───── DADOS DE TRABALHO ─────

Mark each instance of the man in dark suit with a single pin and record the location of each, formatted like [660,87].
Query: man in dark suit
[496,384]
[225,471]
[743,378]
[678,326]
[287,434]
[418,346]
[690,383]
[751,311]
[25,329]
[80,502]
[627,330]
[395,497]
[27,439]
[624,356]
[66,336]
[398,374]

─────

Pode editar os itens acima trocando "dark suit" por "black suit" e deixando todo o resto igual?

Mark each instance of the man in black suit with a single pin and record the location of each, formatted like [660,87].
Query: man in black suit
[496,384]
[225,471]
[743,378]
[678,326]
[287,434]
[418,346]
[690,383]
[751,311]
[25,329]
[80,502]
[627,330]
[395,497]
[27,439]
[624,356]
[66,336]
[398,374]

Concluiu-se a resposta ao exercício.